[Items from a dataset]

»»

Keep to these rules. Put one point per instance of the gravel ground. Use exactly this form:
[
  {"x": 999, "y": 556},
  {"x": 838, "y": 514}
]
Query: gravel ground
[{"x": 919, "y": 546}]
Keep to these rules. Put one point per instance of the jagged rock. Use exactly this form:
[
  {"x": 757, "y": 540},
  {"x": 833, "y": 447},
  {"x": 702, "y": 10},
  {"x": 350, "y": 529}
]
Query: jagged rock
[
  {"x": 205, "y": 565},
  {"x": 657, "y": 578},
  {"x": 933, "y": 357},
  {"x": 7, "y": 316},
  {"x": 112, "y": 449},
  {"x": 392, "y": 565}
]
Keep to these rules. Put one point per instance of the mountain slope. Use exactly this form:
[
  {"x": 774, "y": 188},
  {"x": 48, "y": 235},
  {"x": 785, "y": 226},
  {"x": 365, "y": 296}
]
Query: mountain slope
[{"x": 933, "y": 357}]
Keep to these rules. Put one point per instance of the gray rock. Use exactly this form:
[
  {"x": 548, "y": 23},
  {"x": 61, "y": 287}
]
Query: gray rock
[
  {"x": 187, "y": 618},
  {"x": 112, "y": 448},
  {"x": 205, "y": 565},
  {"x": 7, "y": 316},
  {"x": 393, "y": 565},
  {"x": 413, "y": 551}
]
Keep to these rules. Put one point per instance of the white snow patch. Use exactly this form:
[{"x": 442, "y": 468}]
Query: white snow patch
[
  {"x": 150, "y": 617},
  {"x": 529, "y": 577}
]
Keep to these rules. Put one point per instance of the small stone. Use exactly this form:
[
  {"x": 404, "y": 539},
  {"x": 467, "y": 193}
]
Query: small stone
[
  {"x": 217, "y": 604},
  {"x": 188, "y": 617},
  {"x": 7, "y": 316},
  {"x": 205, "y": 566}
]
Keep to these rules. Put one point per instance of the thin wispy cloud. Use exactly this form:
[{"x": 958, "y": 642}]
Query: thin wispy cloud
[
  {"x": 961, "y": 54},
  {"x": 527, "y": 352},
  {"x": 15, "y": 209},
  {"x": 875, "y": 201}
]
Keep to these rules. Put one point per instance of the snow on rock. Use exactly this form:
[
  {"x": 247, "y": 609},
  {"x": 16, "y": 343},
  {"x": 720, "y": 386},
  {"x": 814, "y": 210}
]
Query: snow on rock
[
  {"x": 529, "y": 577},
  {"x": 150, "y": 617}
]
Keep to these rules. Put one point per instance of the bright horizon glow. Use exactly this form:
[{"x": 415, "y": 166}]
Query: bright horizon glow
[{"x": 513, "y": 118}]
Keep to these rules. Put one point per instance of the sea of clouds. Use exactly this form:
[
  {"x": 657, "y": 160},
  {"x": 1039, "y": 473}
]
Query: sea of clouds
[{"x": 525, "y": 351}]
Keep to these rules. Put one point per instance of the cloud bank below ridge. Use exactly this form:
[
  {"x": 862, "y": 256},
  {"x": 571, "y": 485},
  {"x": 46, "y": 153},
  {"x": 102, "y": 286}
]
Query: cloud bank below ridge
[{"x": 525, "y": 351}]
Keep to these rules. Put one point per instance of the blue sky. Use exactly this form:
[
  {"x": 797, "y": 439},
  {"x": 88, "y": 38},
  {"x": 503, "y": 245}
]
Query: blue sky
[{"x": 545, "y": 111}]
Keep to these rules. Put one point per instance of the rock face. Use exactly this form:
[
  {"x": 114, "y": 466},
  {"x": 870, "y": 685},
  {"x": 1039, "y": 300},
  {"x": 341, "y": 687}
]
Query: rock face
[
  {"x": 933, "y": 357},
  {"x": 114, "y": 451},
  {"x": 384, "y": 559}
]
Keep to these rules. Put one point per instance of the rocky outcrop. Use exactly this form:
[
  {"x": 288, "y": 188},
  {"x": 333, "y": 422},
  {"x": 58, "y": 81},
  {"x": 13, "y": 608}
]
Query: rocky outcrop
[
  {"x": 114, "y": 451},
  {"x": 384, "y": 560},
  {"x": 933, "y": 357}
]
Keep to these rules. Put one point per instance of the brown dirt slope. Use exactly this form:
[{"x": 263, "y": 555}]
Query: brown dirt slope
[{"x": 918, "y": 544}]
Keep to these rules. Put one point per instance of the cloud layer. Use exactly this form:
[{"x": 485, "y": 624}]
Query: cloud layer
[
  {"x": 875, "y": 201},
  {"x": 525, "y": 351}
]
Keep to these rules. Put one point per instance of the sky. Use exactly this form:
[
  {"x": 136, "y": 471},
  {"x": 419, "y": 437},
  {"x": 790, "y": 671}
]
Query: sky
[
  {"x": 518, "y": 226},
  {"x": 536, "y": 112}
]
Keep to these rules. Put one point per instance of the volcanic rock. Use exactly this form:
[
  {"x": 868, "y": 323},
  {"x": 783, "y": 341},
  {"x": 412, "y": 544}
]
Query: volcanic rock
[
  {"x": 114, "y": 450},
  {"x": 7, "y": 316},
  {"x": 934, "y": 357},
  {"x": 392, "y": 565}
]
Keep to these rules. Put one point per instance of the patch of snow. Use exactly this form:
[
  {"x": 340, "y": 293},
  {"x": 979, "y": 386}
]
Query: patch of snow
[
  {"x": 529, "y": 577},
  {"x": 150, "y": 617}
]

««

**Your assignment**
Print the records above in full, exactly.

**Exercise output**
Keep to these rules. Put one point per instance of the gravel ground. Use exactly this form:
[
  {"x": 999, "y": 556},
  {"x": 838, "y": 514}
]
Query: gravel ground
[{"x": 919, "y": 546}]
Keep to these rules. Put one point per instance of the jagged rock. Use exactly this form:
[
  {"x": 757, "y": 540},
  {"x": 833, "y": 447},
  {"x": 702, "y": 10},
  {"x": 350, "y": 529}
]
Query: jagged rock
[
  {"x": 205, "y": 565},
  {"x": 657, "y": 578},
  {"x": 933, "y": 357},
  {"x": 7, "y": 316},
  {"x": 112, "y": 449},
  {"x": 392, "y": 565}
]
Keep to these rules. Put one point per instance of the mountain slope. Use exactly this form:
[
  {"x": 774, "y": 188},
  {"x": 48, "y": 235},
  {"x": 785, "y": 226},
  {"x": 365, "y": 296}
]
Query: mountain slope
[{"x": 933, "y": 357}]
Keep to these rules. Put one point per instance of the gray rock. Use exactly this form:
[
  {"x": 548, "y": 23},
  {"x": 61, "y": 287}
]
Query: gray rock
[
  {"x": 187, "y": 618},
  {"x": 112, "y": 448},
  {"x": 205, "y": 565},
  {"x": 7, "y": 316},
  {"x": 393, "y": 565},
  {"x": 413, "y": 551}
]
Keep to these rules. Put one point per instance of the white snow patch. Use exactly this form:
[{"x": 442, "y": 468}]
Query: white snow patch
[
  {"x": 150, "y": 617},
  {"x": 529, "y": 577}
]
Keep to these rules. Put one point per instance of the small stone. Use exactly this form:
[
  {"x": 404, "y": 539},
  {"x": 467, "y": 193}
]
Query: small stone
[
  {"x": 217, "y": 604},
  {"x": 188, "y": 617},
  {"x": 7, "y": 316},
  {"x": 205, "y": 566}
]
Keep to these rules. Put one point per instance of the thin wispy cloud. Use exactly this form:
[{"x": 958, "y": 642}]
Query: thin wispy cloud
[
  {"x": 961, "y": 54},
  {"x": 527, "y": 352},
  {"x": 15, "y": 209},
  {"x": 875, "y": 201}
]
Keep to these rules. Put one point per instance of the snow on rock. Use exactly this form:
[
  {"x": 247, "y": 609},
  {"x": 16, "y": 343},
  {"x": 720, "y": 386},
  {"x": 814, "y": 210}
]
Query: snow on rock
[
  {"x": 529, "y": 577},
  {"x": 150, "y": 617}
]
Keep to these rules. Put one point per instance of the bright horizon glow. Use exactly this form:
[{"x": 415, "y": 166}]
Query: bright horizon glow
[{"x": 513, "y": 118}]
Keep to these rules. Put one point per instance of the sea of clouds. Use exactly this form:
[
  {"x": 657, "y": 160},
  {"x": 1039, "y": 473}
]
Query: sea of clouds
[{"x": 525, "y": 351}]
Keep to these rules. Put one point per instance of the cloud bank below ridge. Use exactly this form:
[
  {"x": 862, "y": 256},
  {"x": 571, "y": 485},
  {"x": 46, "y": 153},
  {"x": 102, "y": 286}
]
Query: cloud bank below ridge
[{"x": 525, "y": 351}]
Keep to these rules. Put one point per instance of the blue sky. Use exactly this form:
[
  {"x": 797, "y": 439},
  {"x": 88, "y": 38},
  {"x": 503, "y": 245}
]
Query: blue sky
[{"x": 545, "y": 111}]
Keep to these rules. Put one point per instance of the rock face. Use exactly this form:
[
  {"x": 114, "y": 466},
  {"x": 870, "y": 685},
  {"x": 1039, "y": 300},
  {"x": 341, "y": 687}
]
Query: rock face
[
  {"x": 933, "y": 357},
  {"x": 114, "y": 451},
  {"x": 384, "y": 559}
]
Keep to these rules. Put one point per instance of the rocky outcrop. Use exactly this form:
[
  {"x": 288, "y": 188},
  {"x": 333, "y": 422},
  {"x": 58, "y": 81},
  {"x": 13, "y": 608}
]
Query: rocky outcrop
[
  {"x": 114, "y": 451},
  {"x": 384, "y": 560},
  {"x": 933, "y": 357}
]
Keep to these rules. Put one point per instance of the brown dirt slope. Use exactly this form:
[{"x": 263, "y": 555}]
Query: brown dirt slope
[{"x": 918, "y": 544}]
Keep to these rules. Put one point per instance of the cloud layer. Use exactly this form:
[{"x": 485, "y": 624}]
Query: cloud layer
[
  {"x": 875, "y": 201},
  {"x": 525, "y": 351}
]
Keep to these rules. Put one point per instance of the sky. Use exactly this form:
[
  {"x": 136, "y": 471},
  {"x": 419, "y": 437},
  {"x": 790, "y": 671}
]
Query: sky
[
  {"x": 518, "y": 226},
  {"x": 536, "y": 112}
]
Keep to these rules. Put one point per instance of the volcanic rock. Use exactly this form:
[
  {"x": 868, "y": 323},
  {"x": 783, "y": 341},
  {"x": 412, "y": 544}
]
Query: volcanic rock
[
  {"x": 114, "y": 450},
  {"x": 7, "y": 316},
  {"x": 934, "y": 357},
  {"x": 392, "y": 565}
]
Keep to these rules. Put one point per instance of the patch of snow. Use exactly this form:
[
  {"x": 340, "y": 293},
  {"x": 979, "y": 386}
]
Query: patch of snow
[
  {"x": 529, "y": 577},
  {"x": 150, "y": 617}
]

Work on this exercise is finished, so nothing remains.